→ **Task goal**
Repeat the material exactly, leaving nothing out.

═════ Data entries ═════

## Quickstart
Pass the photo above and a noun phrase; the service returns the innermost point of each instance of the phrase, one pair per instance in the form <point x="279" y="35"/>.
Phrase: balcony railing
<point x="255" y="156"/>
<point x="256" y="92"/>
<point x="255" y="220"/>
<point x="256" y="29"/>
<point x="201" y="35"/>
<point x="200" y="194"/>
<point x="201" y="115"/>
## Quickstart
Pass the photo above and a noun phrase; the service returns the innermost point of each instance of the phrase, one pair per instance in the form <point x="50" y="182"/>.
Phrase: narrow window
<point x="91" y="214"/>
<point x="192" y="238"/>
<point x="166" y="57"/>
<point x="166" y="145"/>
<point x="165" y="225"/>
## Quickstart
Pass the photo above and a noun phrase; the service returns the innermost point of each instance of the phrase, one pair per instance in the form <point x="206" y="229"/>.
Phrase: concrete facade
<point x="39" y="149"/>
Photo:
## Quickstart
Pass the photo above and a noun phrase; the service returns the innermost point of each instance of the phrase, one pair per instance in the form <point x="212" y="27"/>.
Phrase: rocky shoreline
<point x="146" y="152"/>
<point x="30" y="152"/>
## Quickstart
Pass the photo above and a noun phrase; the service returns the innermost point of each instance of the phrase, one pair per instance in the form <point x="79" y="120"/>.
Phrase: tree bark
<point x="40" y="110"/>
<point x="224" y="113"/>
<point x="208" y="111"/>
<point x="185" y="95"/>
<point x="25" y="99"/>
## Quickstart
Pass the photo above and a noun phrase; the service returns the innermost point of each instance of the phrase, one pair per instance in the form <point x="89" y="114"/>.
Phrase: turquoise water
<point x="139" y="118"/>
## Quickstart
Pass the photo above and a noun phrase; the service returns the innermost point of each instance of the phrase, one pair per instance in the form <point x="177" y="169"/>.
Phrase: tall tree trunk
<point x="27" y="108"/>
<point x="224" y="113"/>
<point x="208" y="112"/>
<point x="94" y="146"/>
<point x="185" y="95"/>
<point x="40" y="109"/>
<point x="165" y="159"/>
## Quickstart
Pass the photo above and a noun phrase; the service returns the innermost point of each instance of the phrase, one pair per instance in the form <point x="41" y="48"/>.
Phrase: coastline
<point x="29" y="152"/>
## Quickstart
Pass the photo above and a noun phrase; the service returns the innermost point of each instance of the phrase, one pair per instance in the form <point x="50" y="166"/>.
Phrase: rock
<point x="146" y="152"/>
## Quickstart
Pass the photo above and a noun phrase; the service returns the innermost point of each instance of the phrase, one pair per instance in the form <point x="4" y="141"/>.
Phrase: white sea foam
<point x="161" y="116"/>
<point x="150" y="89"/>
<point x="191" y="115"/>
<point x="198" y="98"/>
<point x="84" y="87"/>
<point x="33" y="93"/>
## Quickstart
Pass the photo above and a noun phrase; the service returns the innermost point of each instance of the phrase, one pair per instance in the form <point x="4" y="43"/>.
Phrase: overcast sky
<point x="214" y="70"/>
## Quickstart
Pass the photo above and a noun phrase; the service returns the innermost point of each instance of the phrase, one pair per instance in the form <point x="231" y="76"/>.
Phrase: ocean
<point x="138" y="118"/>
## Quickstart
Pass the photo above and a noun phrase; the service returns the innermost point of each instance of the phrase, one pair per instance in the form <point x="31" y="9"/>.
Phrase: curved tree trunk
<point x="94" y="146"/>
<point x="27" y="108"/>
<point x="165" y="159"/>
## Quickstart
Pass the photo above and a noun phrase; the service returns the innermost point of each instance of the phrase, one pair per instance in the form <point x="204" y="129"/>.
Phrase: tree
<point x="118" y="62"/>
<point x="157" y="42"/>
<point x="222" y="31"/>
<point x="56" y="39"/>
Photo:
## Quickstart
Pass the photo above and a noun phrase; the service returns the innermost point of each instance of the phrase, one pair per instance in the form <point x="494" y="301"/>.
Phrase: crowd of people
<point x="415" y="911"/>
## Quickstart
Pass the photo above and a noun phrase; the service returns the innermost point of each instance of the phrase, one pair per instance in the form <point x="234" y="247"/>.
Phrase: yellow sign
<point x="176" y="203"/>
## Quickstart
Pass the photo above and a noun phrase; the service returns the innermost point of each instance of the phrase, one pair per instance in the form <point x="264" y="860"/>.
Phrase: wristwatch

═════

→ **Complete answer**
## Quickstart
Pass the photo above and a noun phrase; the service returns the innermost point of each instance of the phrase, one pair per instance in the form <point x="279" y="35"/>.
Phrase: balcony railing
<point x="255" y="156"/>
<point x="256" y="92"/>
<point x="255" y="220"/>
<point x="256" y="29"/>
<point x="201" y="35"/>
<point x="200" y="194"/>
<point x="201" y="115"/>
## Quickstart
Pass the photo above and a noun phrase; the service returns the innermost point of each instance of the phrase, one pair per instance in the form <point x="50" y="182"/>.
Phrase: narrow window
<point x="91" y="214"/>
<point x="192" y="238"/>
<point x="166" y="57"/>
<point x="166" y="145"/>
<point x="165" y="225"/>
## Quickstart
Pass the photo above and a noun phrase; the service returns the innermost point of each instance of the phrase, one pair per instance in the form <point x="206" y="229"/>.
Phrase: concrete facade
<point x="39" y="149"/>
Photo:
## Quickstart
Pass the photo above and a noun phrase; the service returns the innermost point of each instance of the phrase, one pair per instance in the form <point x="212" y="27"/>.
Phrase: rocky shoreline
<point x="146" y="152"/>
<point x="30" y="152"/>
## Quickstart
Pass the photo above and a noun phrase; the service returns the innermost point of each instance of the phrase, one pair per instance in the form <point x="79" y="120"/>.
Phrase: tree bark
<point x="40" y="110"/>
<point x="224" y="113"/>
<point x="208" y="111"/>
<point x="185" y="95"/>
<point x="25" y="99"/>
## Quickstart
Pass the photo above and a noun phrase; the service returns the innermost point of each instance of the phrase, one pair per instance in the form <point x="89" y="114"/>.
Phrase: turquoise water
<point x="139" y="118"/>
## Quickstart
Pass the photo above and a noun phrase; the service returns the innermost point of each instance of the phrase, one pair per instance in the form <point x="177" y="169"/>.
Phrase: tall tree trunk
<point x="27" y="108"/>
<point x="224" y="113"/>
<point x="208" y="112"/>
<point x="94" y="146"/>
<point x="185" y="95"/>
<point x="40" y="109"/>
<point x="165" y="159"/>
## Quickstart
Pass the photo above and a noun phrase; the service returns the innermost point of each instance of the phrase, one pair per instance in the form <point x="41" y="48"/>.
Phrase: coastline
<point x="29" y="152"/>
## Quickstart
Pass the photo above and a noun phrase; the service returns the innermost point of each instance of the phrase, one pair per instance in the form <point x="50" y="166"/>.
Phrase: rock
<point x="146" y="152"/>
## Quickstart
Pass the photo above and a noun phrase; the service returns the innermost point of each instance of the phrase, one pair per instance in the form <point x="4" y="141"/>.
Phrase: white sea foam
<point x="161" y="116"/>
<point x="150" y="89"/>
<point x="191" y="115"/>
<point x="198" y="98"/>
<point x="84" y="87"/>
<point x="33" y="93"/>
## Quickstart
Pass the photo above and a noun phrase; the service returns the innermost point of each instance of the phrase, one pair per instance in the form <point x="4" y="43"/>.
Phrase: overcast sky
<point x="214" y="70"/>
## Quickstart
Pass the photo above and a noun phrase; the service returns the innermost point of each instance of the phrase, one pair per instance in the form <point x="231" y="76"/>.
Phrase: ocean
<point x="138" y="118"/>
## Quickstart
Pass the photo above and a noun phrase; the service returns the innermost point of each instance of the phrase, one pair per instance in the form <point x="31" y="9"/>.
Phrase: curved tree trunk
<point x="94" y="146"/>
<point x="27" y="108"/>
<point x="165" y="159"/>
## Quickstart
Pass the photo above and a noun phrase; the service returns the innermost point of each instance of the phrase, one pair per instance in the form <point x="204" y="129"/>.
Phrase: tree
<point x="118" y="62"/>
<point x="157" y="42"/>
<point x="222" y="31"/>
<point x="56" y="39"/>
Photo:
## Quickstart
Pass the photo above and a noun phrase; the service returns the innermost point of each instance of the phrase, one pair per instance in the form <point x="494" y="301"/>.
Phrase: crowd of people
<point x="415" y="911"/>
## Quickstart
Pass the photo above and a noun phrase; the service returns the innermost point of each instance of the phrase, one pair per instance in the form <point x="234" y="247"/>.
Phrase: yellow sign
<point x="176" y="203"/>
## Quickstart
Pass the photo above and a noun phrase; the service returns the innermost point of each instance of the phrase, one pair per instance in the form <point x="264" y="860"/>.
Phrase: wristwatch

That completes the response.